> TASK TO COMPLETE
A picture-free, exact transcript of the entries below is required.

[Dataset items]
=== Section Start ===

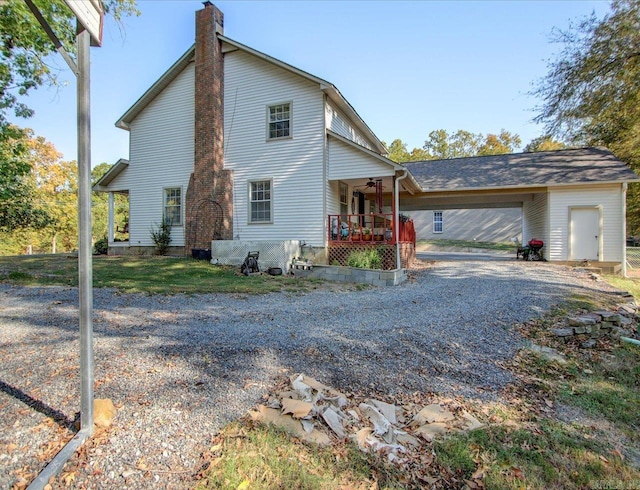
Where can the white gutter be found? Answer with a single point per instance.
(397, 209)
(623, 198)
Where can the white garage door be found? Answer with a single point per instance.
(585, 233)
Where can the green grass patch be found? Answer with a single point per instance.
(156, 275)
(631, 285)
(543, 455)
(263, 457)
(505, 246)
(609, 389)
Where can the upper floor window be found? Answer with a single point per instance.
(260, 201)
(437, 221)
(344, 196)
(173, 205)
(279, 119)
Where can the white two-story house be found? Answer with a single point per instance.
(232, 144)
(240, 151)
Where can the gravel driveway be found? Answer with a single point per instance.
(180, 367)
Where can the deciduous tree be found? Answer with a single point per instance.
(591, 93)
(25, 48)
(18, 206)
(544, 143)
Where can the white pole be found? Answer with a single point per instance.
(85, 272)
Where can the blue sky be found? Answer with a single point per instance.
(407, 67)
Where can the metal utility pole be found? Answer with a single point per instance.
(89, 14)
(85, 257)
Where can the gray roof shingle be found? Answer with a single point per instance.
(546, 168)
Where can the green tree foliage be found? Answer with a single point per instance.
(443, 145)
(398, 152)
(18, 206)
(544, 143)
(24, 48)
(499, 144)
(53, 186)
(591, 93)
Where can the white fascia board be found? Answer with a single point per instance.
(112, 173)
(530, 186)
(327, 87)
(413, 184)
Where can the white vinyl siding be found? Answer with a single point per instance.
(483, 225)
(337, 122)
(535, 220)
(346, 162)
(161, 156)
(607, 198)
(294, 165)
(438, 222)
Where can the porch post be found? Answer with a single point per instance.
(110, 225)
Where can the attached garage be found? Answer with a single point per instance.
(574, 200)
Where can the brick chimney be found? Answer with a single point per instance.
(209, 180)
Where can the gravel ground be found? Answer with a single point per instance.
(180, 367)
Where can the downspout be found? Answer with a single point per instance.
(396, 205)
(623, 197)
(325, 173)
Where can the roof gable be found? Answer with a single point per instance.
(229, 45)
(548, 168)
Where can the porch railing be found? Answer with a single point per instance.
(361, 228)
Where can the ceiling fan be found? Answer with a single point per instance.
(376, 186)
(371, 184)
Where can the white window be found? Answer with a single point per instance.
(437, 221)
(173, 205)
(260, 201)
(344, 199)
(279, 121)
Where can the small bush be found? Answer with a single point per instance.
(365, 259)
(162, 237)
(101, 247)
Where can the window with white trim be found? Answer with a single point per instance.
(344, 199)
(173, 206)
(260, 201)
(279, 121)
(437, 221)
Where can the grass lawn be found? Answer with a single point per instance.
(155, 275)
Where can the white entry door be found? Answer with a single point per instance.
(584, 235)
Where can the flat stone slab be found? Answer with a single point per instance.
(562, 332)
(548, 353)
(583, 320)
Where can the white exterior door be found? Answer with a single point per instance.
(584, 236)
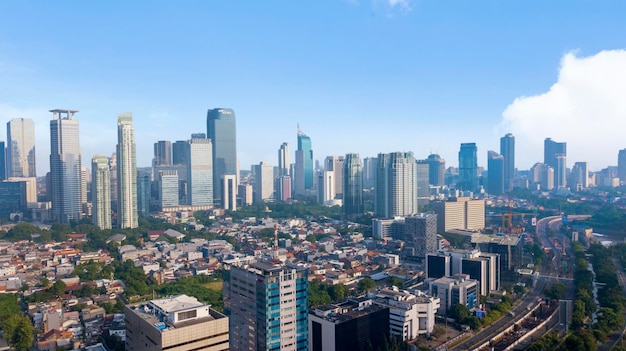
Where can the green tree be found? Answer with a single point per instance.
(18, 331)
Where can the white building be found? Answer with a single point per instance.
(409, 315)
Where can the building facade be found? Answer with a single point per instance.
(180, 323)
(222, 131)
(65, 166)
(101, 192)
(126, 173)
(200, 172)
(267, 303)
(352, 192)
(21, 148)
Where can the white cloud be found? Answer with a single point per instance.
(586, 108)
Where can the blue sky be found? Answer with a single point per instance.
(363, 76)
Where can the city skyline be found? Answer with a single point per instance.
(371, 62)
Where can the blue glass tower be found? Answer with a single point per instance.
(221, 129)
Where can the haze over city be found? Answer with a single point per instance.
(358, 76)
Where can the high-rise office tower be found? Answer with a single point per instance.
(200, 172)
(167, 184)
(267, 304)
(507, 150)
(144, 184)
(369, 172)
(551, 151)
(621, 165)
(221, 129)
(560, 172)
(304, 164)
(580, 176)
(101, 192)
(264, 182)
(162, 153)
(126, 173)
(422, 230)
(325, 187)
(468, 167)
(496, 164)
(396, 185)
(436, 170)
(3, 162)
(229, 197)
(335, 164)
(21, 148)
(423, 189)
(179, 150)
(352, 186)
(283, 160)
(65, 166)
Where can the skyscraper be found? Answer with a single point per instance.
(304, 164)
(621, 165)
(21, 148)
(283, 160)
(436, 170)
(65, 166)
(101, 192)
(495, 168)
(144, 181)
(551, 151)
(267, 304)
(507, 150)
(221, 129)
(3, 174)
(352, 186)
(162, 153)
(468, 167)
(335, 164)
(264, 182)
(126, 173)
(396, 185)
(200, 172)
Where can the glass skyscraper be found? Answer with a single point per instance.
(267, 305)
(221, 129)
(352, 186)
(21, 148)
(200, 172)
(126, 173)
(304, 164)
(507, 150)
(101, 192)
(65, 166)
(468, 167)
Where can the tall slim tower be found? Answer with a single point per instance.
(283, 160)
(396, 185)
(3, 161)
(304, 164)
(352, 186)
(267, 304)
(468, 167)
(126, 173)
(65, 166)
(496, 164)
(200, 172)
(436, 170)
(101, 191)
(507, 150)
(21, 148)
(221, 129)
(162, 153)
(551, 152)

=== Section End ===

> EXERCISE RESULT
Where can the white gutter be found? Answer with a single point per instance.
(397, 209)
(623, 198)
Where can the white garage door be found? Answer with a single point per instance.
(585, 233)
Where can the green grass patch be found? Answer with a single point per instance.
(156, 275)
(631, 285)
(543, 455)
(263, 457)
(505, 246)
(609, 389)
Where can the upper floor window be found? Answer with a single point per instance.
(260, 201)
(437, 221)
(344, 196)
(173, 205)
(279, 119)
Where can the white two-story house be found? Answer with a single point per instance.
(232, 144)
(240, 151)
Where can the gravel driveway be found? Answer with a single point per instance.
(180, 367)
Where can the deciduous tree be found? Answer with a single point per instance.
(591, 93)
(25, 48)
(18, 206)
(544, 143)
Where can the white pole be found? Answer with a single point per instance.
(85, 272)
Where can the blue sky be found? Answer with a single point per instance.
(407, 67)
Where can the metal utility pole be found? Answer with a single point per instance.
(89, 14)
(85, 257)
Where can the gray roof shingle be found? Answer with a single point per instance.
(546, 168)
Where can the green tree foliage be found? Answer with a single point per instance.
(443, 145)
(398, 152)
(18, 206)
(544, 143)
(24, 48)
(499, 144)
(53, 186)
(591, 93)
Where can the white fascia board be found? Answer with a single point per instance.
(112, 173)
(530, 186)
(327, 87)
(413, 184)
Where can the white vinyl siding be found? Answer with a single point per instance.
(483, 225)
(337, 122)
(535, 220)
(346, 162)
(161, 156)
(607, 198)
(294, 165)
(438, 222)
Where can the porch post be found? Answer with a single point per instance.
(110, 225)
Where can the attached garage be found? Answer with a single point per instance.
(574, 200)
Where can the brick chimney be found? Answer with a single point per instance.
(209, 180)
Where can the gravel ground be found? Answer with a single point per instance.
(180, 367)
Where can the downspout be found? Answer with a single point per instance.
(396, 205)
(623, 197)
(325, 173)
Where can the roof gable be found? Answer with a single point per instance.
(229, 45)
(548, 168)
Where can the porch railing be found? Answer with a single point per instance.
(361, 228)
Where can the ceiling fan be found? Answer with a single point per instance.
(376, 186)
(371, 184)
Where can the white window be found? Answer with a single point per instance.
(437, 221)
(173, 205)
(260, 201)
(344, 199)
(279, 121)
Where can the small bush be found? Answer with a single point per instance.
(365, 259)
(162, 237)
(101, 247)
Where can the window with white trim be found? Answer with a single point per instance.
(344, 199)
(173, 206)
(260, 201)
(279, 121)
(437, 221)
Where can the grass lawn be found? Answer with a single point per instance.
(155, 275)
Where can the white entry door be found? Answer with a single point per instance.
(584, 235)
Where can the flat stone slab be found? Answer with a single point per instance.
(562, 332)
(548, 353)
(583, 320)
Where can the white exterior door be found? Answer with a single point per instance.
(584, 236)
Where can the green tree be found? Answer with a single point per instance.
(18, 331)
Where can the white building be found? Answer with a single point per instance.
(409, 315)
Where can the building facade be found? Answer with a single point per instance.
(180, 323)
(222, 131)
(65, 166)
(101, 192)
(126, 173)
(200, 172)
(267, 303)
(352, 192)
(21, 148)
Where can the white cloud be found? Answer with a single point per instance.
(586, 108)
Where can the blue sky be found? Answer with a single point per instance.
(363, 76)
Where can the city skyline be found? Answer with a single point per instance.
(371, 62)
Where can the blue glass tower be found? Answer with a single point per instance.
(221, 129)
Where can the haze over city be found? Answer with a single point per instance.
(358, 76)
Where can the high-rise office tower be found? Answer with a single point per instance.
(200, 172)
(167, 184)
(267, 304)
(507, 150)
(144, 184)
(369, 172)
(551, 151)
(621, 165)
(221, 129)
(560, 172)
(304, 164)
(580, 176)
(101, 192)
(264, 182)
(162, 153)
(126, 173)
(422, 230)
(325, 187)
(468, 167)
(496, 164)
(396, 185)
(436, 170)
(3, 162)
(229, 197)
(335, 164)
(21, 148)
(423, 189)
(179, 150)
(352, 186)
(283, 160)
(65, 166)
Where can the skyscraper be found? Answer with a single point per instance.
(304, 164)
(621, 165)
(21, 148)
(283, 160)
(436, 170)
(65, 166)
(101, 192)
(495, 168)
(144, 181)
(551, 151)
(267, 304)
(507, 150)
(221, 129)
(3, 174)
(352, 186)
(162, 153)
(468, 167)
(335, 164)
(264, 182)
(126, 173)
(396, 185)
(200, 172)
Where can the glass skyscraper be found? Answer with a single point per instance.
(267, 305)
(221, 129)
(352, 186)
(21, 148)
(200, 172)
(126, 173)
(304, 164)
(507, 150)
(101, 192)
(65, 166)
(468, 167)
Where can the tall slim tower be found? Answer with a single point per instance.
(283, 160)
(396, 185)
(3, 161)
(304, 164)
(352, 186)
(267, 304)
(468, 167)
(126, 173)
(65, 166)
(496, 164)
(200, 172)
(436, 170)
(101, 191)
(507, 150)
(21, 148)
(221, 129)
(162, 153)
(551, 152)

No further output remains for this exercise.